When Jordan Hasay ran in high school, I admired her intelligence, her fearless running, and her boundless cheerfulness. She was just a charming, magnetic kid.
But I was gloomy about her decision to enroll at the University of Oregon. Forty years after Arthur Lydiard acidly proclaimed that the U.S. college system destroys runners, very little has changed. With few exceptions, coaches and athletic departments continue to be as much concerned about their resumes as the long-term careers of the athletes under their care.
I read a wonderful book recently, Clients First: The Two-Word Miracle, by Joseph and JoAnn Callaway. The Callaways live in Phoenix, Arizona, where they built a hugely successful real estate business by doing the unthinkable: they based every single business decision on the best interests of their clients, regardless of the inconvenience and expense to themselves. While countless other agents were biting the dust during the subprime mortgage debacle, the Callaways thrived. They encapsulate their philosophy in three simple words: Honesty, Competence, Caring.

» Material supplied:
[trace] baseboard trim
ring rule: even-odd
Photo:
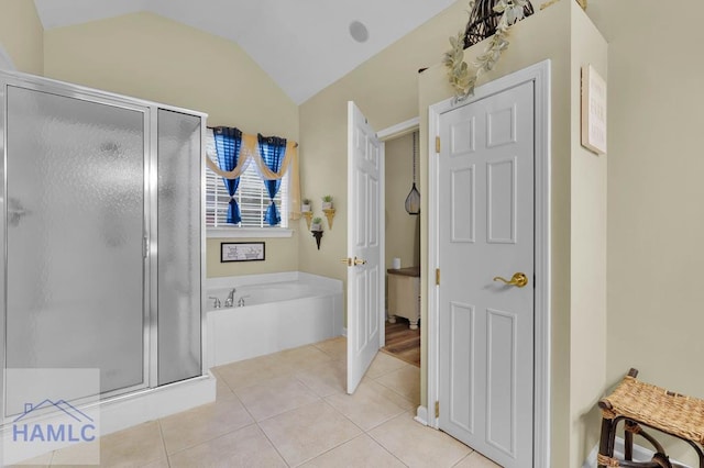
[[[416,410],[416,417],[414,417],[416,422],[419,422],[424,426],[428,425],[428,409],[426,406],[418,406]]]
[[[582,468],[596,468],[596,455],[598,454],[598,445],[595,445],[590,456],[584,460]],[[637,460],[649,460],[654,455],[654,452],[642,447],[640,445],[634,444],[634,458]],[[616,458],[624,457],[624,439],[622,437],[616,437],[616,445],[614,446],[614,456]],[[678,461],[674,459],[670,460],[673,464],[681,465],[682,467],[691,468],[689,465],[684,465],[682,461]]]

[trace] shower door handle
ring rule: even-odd
[[[142,257],[146,258],[150,256],[150,239],[142,237]]]

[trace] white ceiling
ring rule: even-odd
[[[45,30],[151,11],[238,43],[301,103],[454,0],[34,0]],[[361,21],[369,41],[349,25]]]

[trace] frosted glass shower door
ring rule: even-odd
[[[158,385],[201,374],[200,116],[158,110]]]
[[[146,387],[145,109],[10,86],[7,115],[7,367]]]

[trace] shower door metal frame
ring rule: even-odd
[[[144,144],[144,207],[143,207],[143,242],[146,255],[143,256],[143,369],[142,383],[129,388],[118,389],[101,394],[101,401],[125,398],[135,392],[144,392],[154,389],[158,385],[157,380],[157,319],[158,319],[158,297],[157,285],[157,115],[158,110],[169,110],[200,118],[200,376],[193,379],[202,379],[208,375],[205,358],[206,347],[206,301],[202,288],[206,278],[206,171],[205,171],[205,138],[207,114],[188,109],[164,105],[136,98],[130,98],[107,91],[100,91],[78,85],[66,83],[33,75],[0,70],[0,431],[8,422],[6,417],[7,389],[4,380],[4,369],[7,368],[7,321],[8,321],[8,148],[7,148],[7,124],[8,124],[8,88],[18,87],[31,89],[40,92],[62,96],[72,99],[80,99],[88,102],[105,104],[121,109],[141,112],[143,115],[143,144]],[[193,380],[189,379],[189,380]],[[174,383],[174,385],[178,385]]]

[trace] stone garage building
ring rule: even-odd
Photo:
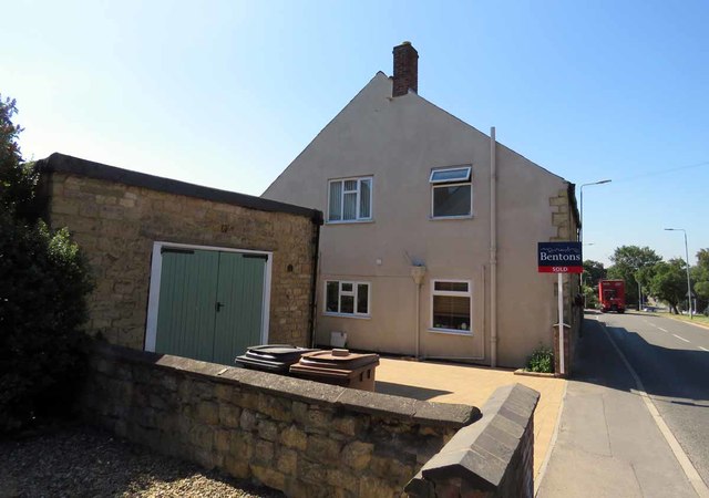
[[[320,211],[62,154],[37,168],[44,218],[95,280],[91,334],[226,364],[311,342]]]

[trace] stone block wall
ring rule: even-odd
[[[308,345],[319,211],[60,154],[38,168],[45,218],[89,259],[91,334],[143,349],[153,242],[164,241],[273,251],[269,342]]]
[[[464,427],[407,485],[411,498],[534,496],[534,409],[540,393],[497,388],[483,417]]]
[[[294,497],[393,497],[472,406],[354,391],[109,344],[95,347],[85,417],[164,454]]]

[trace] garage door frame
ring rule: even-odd
[[[234,249],[214,246],[197,246],[192,243],[153,242],[153,258],[151,261],[151,282],[147,298],[147,321],[145,323],[145,351],[155,352],[157,342],[157,307],[160,303],[161,273],[163,270],[163,248],[188,249],[218,252],[240,252],[244,255],[267,256],[264,274],[264,303],[261,309],[261,344],[268,343],[269,317],[270,317],[270,281],[274,253],[271,251],[255,251],[250,249]]]

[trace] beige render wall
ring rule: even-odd
[[[50,225],[69,227],[91,266],[91,334],[143,349],[153,242],[167,241],[273,251],[269,342],[308,343],[315,235],[309,218],[65,173],[44,174],[42,183]]]
[[[421,288],[421,352],[429,357],[490,361],[490,137],[410,93],[391,98],[379,73],[264,193],[320,209],[328,179],[373,176],[373,221],[327,224],[320,239],[317,339],[348,333],[349,345],[415,351],[415,286],[409,257],[425,263]],[[432,167],[473,165],[473,217],[431,220]],[[520,366],[540,343],[551,345],[553,278],[540,276],[536,242],[557,235],[549,197],[566,183],[497,145],[499,330],[501,365]],[[381,264],[378,262],[381,261]],[[369,281],[370,319],[328,317],[323,281]],[[473,335],[431,326],[431,280],[470,280]]]

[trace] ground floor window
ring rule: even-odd
[[[431,283],[431,328],[470,333],[472,292],[466,280],[433,280]]]
[[[325,313],[346,317],[369,317],[369,282],[327,280]]]

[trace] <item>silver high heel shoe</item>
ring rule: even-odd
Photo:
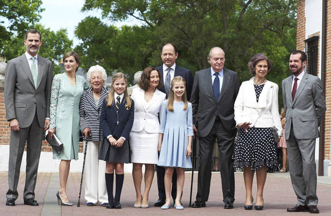
[[[56,193],[56,196],[58,198],[58,204],[61,205],[67,205],[68,206],[72,206],[72,203],[70,202],[63,202],[62,199],[61,198],[61,196],[60,195],[60,192],[58,191]]]

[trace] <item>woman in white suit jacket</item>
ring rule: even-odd
[[[234,103],[234,119],[239,129],[232,159],[235,167],[243,167],[244,209],[253,208],[252,188],[256,170],[258,190],[255,207],[262,210],[267,170],[273,172],[278,168],[273,128],[277,129],[278,140],[283,131],[278,112],[278,87],[265,78],[271,68],[269,59],[264,54],[256,54],[249,63],[249,67],[255,77],[242,82]]]
[[[154,177],[154,164],[158,160],[157,144],[160,123],[158,114],[166,94],[157,89],[163,84],[159,71],[152,67],[146,68],[134,89],[131,98],[135,101],[135,119],[130,133],[131,162],[137,199],[136,208],[148,207],[148,194]],[[142,167],[145,164],[145,191],[141,195]]]

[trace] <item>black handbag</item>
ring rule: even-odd
[[[61,151],[62,151],[62,149],[63,148],[63,144],[61,142],[60,139],[55,135],[55,134],[53,135],[53,137],[52,139],[50,139],[49,136],[49,134],[47,134],[47,135],[45,136],[45,140],[48,143],[51,145],[52,148],[58,154],[60,154]]]
[[[277,143],[278,140],[278,134],[277,133],[277,128],[275,127],[272,127],[272,137],[275,143]]]

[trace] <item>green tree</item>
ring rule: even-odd
[[[160,64],[159,47],[165,42],[177,45],[179,63],[192,71],[209,67],[209,51],[219,46],[225,66],[243,81],[251,76],[251,57],[263,53],[272,62],[268,78],[280,85],[295,49],[295,0],[86,0],[82,10],[95,9],[111,21],[142,22],[152,34],[152,65]]]
[[[39,20],[39,14],[44,10],[42,3],[41,0],[0,1],[0,50],[14,34],[22,36],[28,26]],[[8,21],[8,26],[4,20]]]
[[[133,75],[149,64],[152,50],[149,50],[152,34],[149,27],[123,26],[119,29],[108,26],[99,18],[88,17],[75,31],[81,42],[75,48],[80,56],[82,67],[103,66],[108,74],[121,71],[130,83]]]

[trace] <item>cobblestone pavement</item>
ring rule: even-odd
[[[222,201],[221,178],[219,172],[213,172],[212,176],[211,193],[206,207],[201,208],[188,207],[191,182],[190,172],[185,174],[184,193],[182,201],[185,209],[177,210],[174,208],[161,210],[154,207],[154,202],[157,200],[156,175],[154,176],[149,195],[149,206],[147,209],[135,209],[133,204],[136,195],[131,174],[125,174],[123,190],[121,196],[121,209],[107,209],[100,206],[88,207],[84,198],[84,190],[82,191],[80,207],[77,207],[77,201],[80,182],[80,173],[70,173],[67,185],[67,193],[70,200],[74,203],[72,207],[61,206],[57,204],[56,193],[59,187],[58,173],[39,173],[38,174],[35,188],[35,199],[39,206],[29,206],[23,204],[22,194],[24,187],[25,175],[21,173],[18,184],[19,197],[15,206],[7,206],[5,194],[8,189],[8,174],[0,172],[0,215],[279,215],[288,214],[292,216],[309,215],[309,212],[289,213],[286,208],[293,207],[296,203],[296,196],[292,188],[289,174],[268,174],[264,192],[264,209],[262,211],[245,210],[243,209],[245,190],[242,173],[235,174],[235,195],[234,208],[225,209]],[[197,174],[194,173],[192,193],[192,202],[196,193]],[[317,196],[320,214],[331,215],[331,177],[319,177],[317,185]],[[256,182],[255,180],[253,192],[256,193]],[[143,190],[143,183],[142,186]]]

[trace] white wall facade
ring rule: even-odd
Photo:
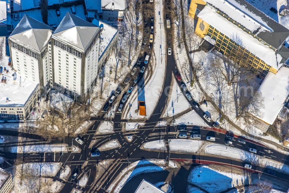
[[[55,46],[53,54],[54,82],[81,94],[81,59]]]
[[[97,76],[98,56],[99,55],[99,41],[97,38],[95,45],[91,48],[85,57],[84,73],[84,93]]]
[[[14,69],[21,74],[22,77],[40,83],[38,60],[12,47],[11,50],[11,57]]]

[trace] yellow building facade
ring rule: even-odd
[[[197,17],[197,14],[199,11],[198,8],[203,7],[206,5],[206,3],[202,0],[192,0],[190,6],[188,14],[197,21],[197,25],[195,28],[194,32],[197,35],[201,38],[203,38],[207,35],[216,41],[215,44],[215,49],[225,55],[229,55],[233,59],[236,59],[238,56],[242,56],[242,63],[243,64],[247,66],[259,70],[261,76],[264,77],[268,72],[271,72],[274,74],[277,73],[277,70],[272,66],[266,64],[265,62],[252,53],[250,52],[243,47],[238,45],[234,41],[230,39],[226,34],[219,31],[205,21]],[[206,6],[205,5],[205,6]],[[224,14],[218,11],[217,12],[225,17],[228,20],[234,23],[234,21]],[[250,34],[250,32],[240,24],[236,23],[235,25],[239,27],[243,28],[244,33]],[[262,40],[255,35],[251,34],[252,37],[255,37],[259,41],[266,44],[266,43],[262,41]],[[276,51],[277,50],[270,45],[267,45],[272,49]]]

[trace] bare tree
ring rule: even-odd
[[[41,15],[42,21],[45,24],[48,25],[48,2],[47,0],[40,0],[39,5],[41,8]]]

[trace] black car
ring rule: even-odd
[[[108,103],[105,104],[105,105],[104,105],[104,107],[103,107],[103,112],[106,112],[108,110],[108,108],[109,107],[109,105]]]
[[[271,175],[273,175],[273,176],[275,176],[276,175],[276,172],[273,171],[273,170],[268,170],[268,173],[269,174],[271,174]]]

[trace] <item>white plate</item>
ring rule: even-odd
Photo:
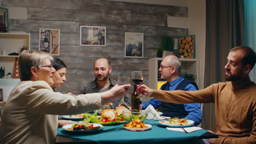
[[[188,124],[182,124],[182,126],[184,127],[190,127],[191,126],[194,124],[195,123],[193,121],[191,120],[187,120],[188,121]],[[163,121],[158,121],[158,124],[162,125],[165,125],[167,127],[177,127],[177,128],[180,128],[181,127],[181,125],[178,124],[171,124],[169,121],[167,120],[163,120]]]
[[[102,124],[98,124],[98,123],[91,123],[94,125],[94,127],[101,127],[100,128],[97,129],[94,129],[92,130],[74,130],[72,129],[70,129],[68,128],[72,128],[72,125],[73,125],[74,124],[67,124],[65,125],[62,127],[62,129],[67,130],[67,131],[73,131],[73,132],[92,132],[92,131],[98,131],[103,129],[104,128],[104,126],[103,126]]]
[[[162,116],[162,115],[164,115],[164,113],[161,112],[160,112],[160,111],[158,111],[158,115],[159,115],[159,116]]]
[[[124,128],[125,128],[125,129],[128,130],[130,130],[130,131],[144,131],[144,130],[147,130],[151,128],[151,127],[152,127],[152,125],[148,124],[145,124],[145,125],[148,127],[148,128],[126,128],[126,127],[123,127]]]
[[[80,120],[83,118],[83,117],[77,117],[75,115],[72,115],[72,117],[68,116],[61,116],[61,117],[65,119],[69,120]]]

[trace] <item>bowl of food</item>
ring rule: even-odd
[[[136,119],[139,119],[142,122],[146,119],[148,113],[144,110],[140,110],[139,112],[131,112],[130,111],[123,111],[124,120],[131,122]]]

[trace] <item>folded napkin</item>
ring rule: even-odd
[[[170,130],[174,130],[174,131],[182,131],[185,132],[182,128],[169,128],[166,127],[166,129]],[[200,130],[202,129],[202,128],[197,127],[186,127],[184,128],[184,129],[188,131],[188,133],[191,133],[193,131],[195,131],[196,130]]]
[[[161,120],[163,118],[161,118],[156,111],[154,109],[154,107],[152,105],[149,105],[148,107],[145,109],[145,111],[148,113],[147,119],[149,120]]]

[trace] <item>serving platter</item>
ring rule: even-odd
[[[69,115],[63,115],[61,116],[61,117],[63,119],[68,119],[68,120],[81,120],[84,119],[84,115],[71,115],[71,117]]]
[[[104,128],[104,126],[102,125],[102,124],[98,124],[98,123],[92,123],[94,125],[94,127],[100,127],[100,128],[97,129],[93,129],[91,130],[74,130],[72,129],[70,129],[69,128],[72,128],[72,125],[73,125],[73,124],[67,124],[63,125],[62,127],[62,129],[66,130],[66,131],[72,131],[72,132],[75,132],[75,133],[88,133],[88,132],[94,132],[94,131],[97,131],[99,130],[101,130]]]
[[[187,127],[192,126],[195,122],[191,120],[187,120],[188,121],[188,123],[187,124],[182,124],[182,127]],[[176,128],[180,128],[181,127],[181,124],[171,124],[167,120],[163,120],[163,121],[159,121],[157,123],[158,124],[167,126],[169,127],[176,127]]]
[[[148,128],[128,128],[125,127],[123,127],[126,130],[130,130],[130,131],[145,131],[149,129],[152,127],[152,125],[149,124],[145,124],[145,125],[148,127]]]

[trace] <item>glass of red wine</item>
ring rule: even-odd
[[[134,71],[131,73],[131,79],[134,85],[137,86],[137,88],[139,88],[143,82],[144,77],[142,75],[142,71]],[[143,95],[141,94],[139,97],[142,97]]]
[[[130,77],[127,76],[118,76],[118,85],[130,85]],[[127,105],[127,103],[124,101],[124,97],[121,100],[120,104],[125,104]]]

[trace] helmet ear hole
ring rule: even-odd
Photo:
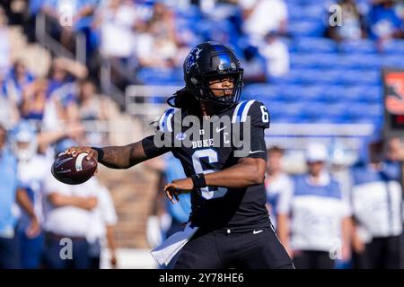
[[[226,107],[238,102],[243,70],[234,52],[226,46],[215,42],[198,45],[186,57],[183,70],[187,90],[196,100]],[[210,91],[208,80],[221,76],[232,78],[234,83],[232,95],[216,97]]]

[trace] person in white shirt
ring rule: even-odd
[[[282,170],[281,161],[284,150],[278,146],[272,146],[268,150],[268,153],[267,177],[265,178],[267,207],[271,222],[277,228],[279,213],[284,213],[287,209],[287,195],[292,192],[293,183],[290,177]]]
[[[243,30],[262,39],[270,30],[286,31],[287,6],[283,0],[242,0],[244,12]]]
[[[294,178],[288,209],[280,214],[278,234],[290,246],[296,268],[332,269],[334,259],[347,257],[349,209],[325,170],[327,158],[324,145],[308,146],[308,172]]]
[[[65,151],[61,144],[57,152]],[[57,152],[58,154],[58,152]],[[71,186],[48,177],[44,184],[44,265],[51,269],[90,266],[88,230],[98,205],[100,187],[95,180]]]
[[[107,266],[115,268],[117,266],[116,243],[114,237],[115,225],[118,222],[114,202],[110,191],[97,179],[92,178],[98,185],[98,204],[92,210],[92,224],[87,233],[87,241],[90,244],[90,268],[100,269]],[[110,265],[101,262],[102,254],[110,251]]]
[[[400,268],[402,161],[397,139],[369,144],[369,162],[352,169],[353,237],[358,268]],[[401,148],[399,148],[401,149]]]
[[[26,208],[20,208],[17,225],[20,263],[22,269],[40,268],[43,251],[42,187],[47,176],[50,175],[49,162],[44,155],[38,153],[37,134],[33,125],[21,121],[11,133],[12,150],[18,160],[18,178],[20,189],[17,201],[29,206],[36,219]],[[35,221],[37,222],[35,222]]]
[[[269,31],[259,48],[267,62],[268,78],[281,77],[289,72],[289,51],[277,32]]]

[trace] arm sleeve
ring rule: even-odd
[[[102,217],[108,226],[116,225],[118,216],[115,211],[114,202],[110,196],[110,191],[105,187],[100,190],[100,201],[102,208]]]
[[[242,152],[242,157],[260,158],[267,161],[265,129],[269,127],[269,113],[267,107],[259,101],[254,101],[250,107],[247,118],[242,117],[241,130],[243,135],[243,144],[241,147],[236,147],[235,151],[245,151],[245,152]],[[250,136],[248,136],[248,133],[245,133],[247,139],[244,139],[244,132],[247,129],[250,130]],[[250,145],[250,149],[246,149],[246,144],[247,146]]]
[[[171,150],[170,147],[167,146],[158,147],[154,144],[154,135],[145,137],[142,140],[142,147],[143,150],[145,151],[145,155],[150,159],[164,154],[168,152],[171,152]]]
[[[288,178],[287,183],[285,186],[285,189],[279,194],[279,203],[277,205],[277,213],[288,214],[290,213],[292,196],[294,194],[294,183],[290,178]]]

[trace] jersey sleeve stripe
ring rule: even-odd
[[[174,114],[174,109],[167,109],[164,114],[162,116],[159,121],[159,129],[162,132],[171,132],[171,119],[172,115]]]
[[[247,115],[249,114],[250,108],[254,103],[255,100],[249,100],[249,102],[245,105],[245,108],[242,114],[242,122],[245,122],[247,119]]]
[[[243,100],[237,105],[236,109],[234,109],[234,112],[233,114],[233,118],[232,118],[232,123],[235,123],[235,122],[237,122],[238,119],[240,119],[240,117],[242,115],[240,113],[240,109],[242,109],[242,109],[246,105],[246,103],[247,103],[247,100]],[[239,115],[240,115],[240,117],[239,117]]]

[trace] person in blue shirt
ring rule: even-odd
[[[403,22],[397,14],[392,0],[374,4],[369,13],[370,36],[373,39],[402,37]]]
[[[404,157],[394,150],[397,139],[388,141],[387,146],[382,140],[372,142],[369,161],[352,169],[354,265],[357,268],[400,267]]]
[[[16,269],[20,267],[20,260],[17,238],[14,236],[16,220],[13,207],[20,183],[17,160],[6,146],[6,129],[0,125],[0,269]],[[31,218],[36,229],[38,222],[33,210],[23,201],[20,204]]]

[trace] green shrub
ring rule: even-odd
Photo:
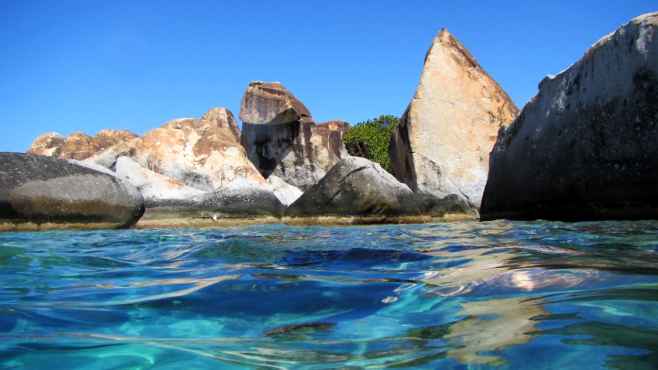
[[[382,115],[356,124],[345,134],[348,153],[379,163],[382,169],[393,173],[389,145],[391,132],[399,121],[400,118],[395,116]]]

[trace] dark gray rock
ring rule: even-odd
[[[278,82],[249,84],[240,119],[240,143],[266,179],[275,175],[304,190],[346,154],[336,140],[342,133],[332,134],[329,125],[319,130],[306,107]]]
[[[280,217],[285,209],[285,206],[271,188],[242,179],[233,180],[208,193],[199,207],[199,210],[209,211],[218,217]]]
[[[293,203],[289,217],[419,214],[413,193],[392,175],[359,157],[343,159]]]
[[[549,76],[490,156],[480,209],[496,219],[658,219],[658,13]]]
[[[0,153],[0,219],[8,222],[135,223],[144,199],[127,182],[71,162]]]

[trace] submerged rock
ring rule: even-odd
[[[115,176],[53,158],[0,153],[3,221],[125,227],[143,212],[139,191]]]
[[[324,139],[308,109],[278,82],[254,82],[242,98],[241,143],[267,178],[305,190],[340,160],[342,141]]]
[[[517,112],[468,50],[442,29],[393,130],[389,151],[395,177],[432,214],[478,208],[489,152],[501,125]]]
[[[657,31],[635,18],[539,84],[498,135],[482,220],[658,218]]]
[[[342,160],[286,211],[290,217],[419,214],[413,193],[365,158]]]

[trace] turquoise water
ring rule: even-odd
[[[658,367],[658,222],[0,234],[7,369]]]

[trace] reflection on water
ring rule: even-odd
[[[658,222],[0,234],[1,367],[655,368]]]

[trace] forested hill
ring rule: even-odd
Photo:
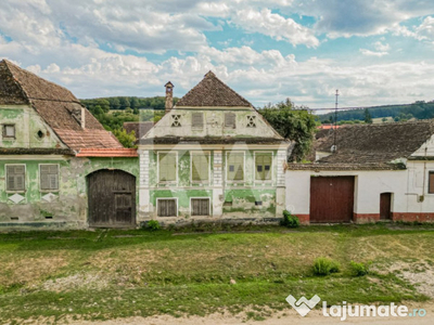
[[[178,98],[174,98],[175,103],[178,101]],[[80,102],[89,109],[97,110],[99,108],[103,113],[107,113],[111,109],[141,109],[141,108],[154,108],[154,109],[164,109],[165,106],[165,98],[164,96],[155,96],[155,98],[136,98],[136,96],[116,96],[116,98],[102,98],[102,99],[90,99],[90,100],[80,100]]]
[[[406,120],[410,118],[427,119],[434,118],[434,101],[418,101],[408,105],[385,105],[363,107],[359,109],[339,110],[337,121],[341,120],[363,120],[366,109],[372,118],[393,117],[395,120]],[[334,120],[334,113],[319,115],[321,122],[330,122]]]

» Exercise task A: In the passage about Jordan Hasay, which three words do the Callaways use to sum up their philosophy?
» Exercise task B: Reproduce word for word the portion of the passage about Jordan Hasay that begins with the words "When Jordan Hasay" and ends with the words "under their care.".

» Task response A: Honesty, Competence, Caring.

» Task response B:
When Jordan Hasay ran in high school, I admired her intelligence, her fearless running, and her boundless cheerfulness. She was just a charming, magnetic kid.
But I was gloomy about her decision to enroll at the University of Oregon. Forty years after Arthur Lydiard acidly proclaimed that the U.S. college system destroys runners, very little has changed. With few exceptions, coaches and athletic departments continue to be as much concerned about their resumes as the long-term careers of the athletes under their care.